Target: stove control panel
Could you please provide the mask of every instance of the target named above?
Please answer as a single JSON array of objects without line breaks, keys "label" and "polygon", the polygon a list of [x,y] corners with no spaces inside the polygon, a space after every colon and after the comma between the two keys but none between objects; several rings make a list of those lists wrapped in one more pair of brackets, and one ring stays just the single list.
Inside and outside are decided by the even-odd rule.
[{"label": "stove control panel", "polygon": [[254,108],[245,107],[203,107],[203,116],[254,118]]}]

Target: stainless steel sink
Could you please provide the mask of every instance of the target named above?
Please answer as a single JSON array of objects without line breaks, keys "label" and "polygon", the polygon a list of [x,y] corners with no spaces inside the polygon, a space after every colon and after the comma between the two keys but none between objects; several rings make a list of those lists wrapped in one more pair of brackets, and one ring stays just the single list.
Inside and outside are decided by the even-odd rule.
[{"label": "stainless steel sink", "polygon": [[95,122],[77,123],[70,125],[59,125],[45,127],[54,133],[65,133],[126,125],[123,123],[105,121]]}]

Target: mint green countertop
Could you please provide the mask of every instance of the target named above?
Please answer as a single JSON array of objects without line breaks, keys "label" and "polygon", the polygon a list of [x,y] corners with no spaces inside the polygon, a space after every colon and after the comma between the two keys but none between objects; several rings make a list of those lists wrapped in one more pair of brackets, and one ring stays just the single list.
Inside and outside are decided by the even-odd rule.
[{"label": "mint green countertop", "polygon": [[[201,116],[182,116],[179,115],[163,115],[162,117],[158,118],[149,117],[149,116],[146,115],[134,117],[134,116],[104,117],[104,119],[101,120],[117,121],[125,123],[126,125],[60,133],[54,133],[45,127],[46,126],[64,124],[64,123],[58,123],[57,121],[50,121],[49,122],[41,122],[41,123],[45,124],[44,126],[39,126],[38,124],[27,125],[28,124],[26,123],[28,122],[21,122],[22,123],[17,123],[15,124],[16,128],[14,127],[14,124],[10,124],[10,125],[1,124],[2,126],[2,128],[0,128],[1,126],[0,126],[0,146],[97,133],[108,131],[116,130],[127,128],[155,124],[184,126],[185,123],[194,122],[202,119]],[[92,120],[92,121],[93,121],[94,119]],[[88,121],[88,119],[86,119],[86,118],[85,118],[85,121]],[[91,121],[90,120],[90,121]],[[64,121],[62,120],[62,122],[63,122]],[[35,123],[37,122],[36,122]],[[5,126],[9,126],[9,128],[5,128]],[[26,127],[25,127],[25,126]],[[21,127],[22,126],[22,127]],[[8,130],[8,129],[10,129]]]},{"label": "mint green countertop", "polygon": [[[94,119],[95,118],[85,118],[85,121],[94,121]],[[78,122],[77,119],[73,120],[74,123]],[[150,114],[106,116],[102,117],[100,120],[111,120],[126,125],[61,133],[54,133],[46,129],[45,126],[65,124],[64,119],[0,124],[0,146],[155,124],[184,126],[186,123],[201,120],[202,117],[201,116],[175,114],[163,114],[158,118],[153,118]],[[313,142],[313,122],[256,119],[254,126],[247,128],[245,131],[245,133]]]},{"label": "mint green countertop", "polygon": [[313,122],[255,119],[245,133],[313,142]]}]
......
■ **TASK DESCRIPTION**:
Reproduce the part of the rows that opens with the line containing "Target: mint green countertop" and closes with the last of the rows, substituting "outline" for "mask" and leaving all else unchanged.

■ **SOLUTION TO THIS EXERCISE**:
Target: mint green countertop
Could you please provide the outline of every instance of the target named above?
Please answer as a single JSON array of objects without line breaks, keys "label" and "polygon", the polygon a list of [x,y] corners with no spaces inside the polygon, a space after every colon and after the comma between the two keys but none between objects; several rings make a list of those lists wrapped in one more pair of brackets, and one ring stays just the single list.
Inside and outside are decided by the even-odd rule.
[{"label": "mint green countertop", "polygon": [[[201,116],[182,116],[179,115],[163,115],[162,117],[158,118],[149,117],[149,116],[146,115],[134,117],[134,116],[104,117],[104,119],[101,120],[117,121],[125,123],[126,125],[60,133],[54,133],[45,127],[46,126],[64,124],[64,123],[58,123],[57,121],[50,121],[49,122],[41,122],[41,123],[45,124],[44,126],[39,126],[38,124],[27,125],[28,124],[26,123],[28,122],[21,122],[22,123],[17,123],[15,124],[16,128],[14,127],[14,124],[10,124],[10,125],[1,124],[2,126],[2,128],[0,128],[1,126],[0,126],[0,146],[97,133],[108,131],[116,130],[127,128],[155,124],[184,126],[185,123],[194,122],[202,119]],[[92,120],[92,121],[93,121],[94,119]],[[88,121],[88,119],[86,119],[86,118],[85,118],[85,121]],[[91,121],[90,120],[90,121]],[[64,121],[62,120],[62,122],[63,122]],[[35,123],[37,122],[36,122]],[[5,126],[9,126],[9,128],[5,128]],[[26,127],[25,127],[25,126]],[[21,127],[22,126],[22,127]],[[8,130],[8,129],[10,129]]]},{"label": "mint green countertop", "polygon": [[[94,119],[95,118],[85,118],[85,121],[94,121]],[[78,122],[77,119],[73,120],[74,123]],[[150,114],[106,116],[102,117],[100,120],[111,120],[126,125],[61,133],[54,133],[46,129],[45,126],[65,124],[64,119],[0,124],[0,146],[155,124],[184,126],[186,123],[201,120],[202,117],[201,116],[175,114],[163,114],[158,118],[153,118]],[[313,142],[313,122],[256,119],[254,126],[247,128],[245,131],[245,133]]]},{"label": "mint green countertop", "polygon": [[313,122],[255,119],[245,133],[313,142]]}]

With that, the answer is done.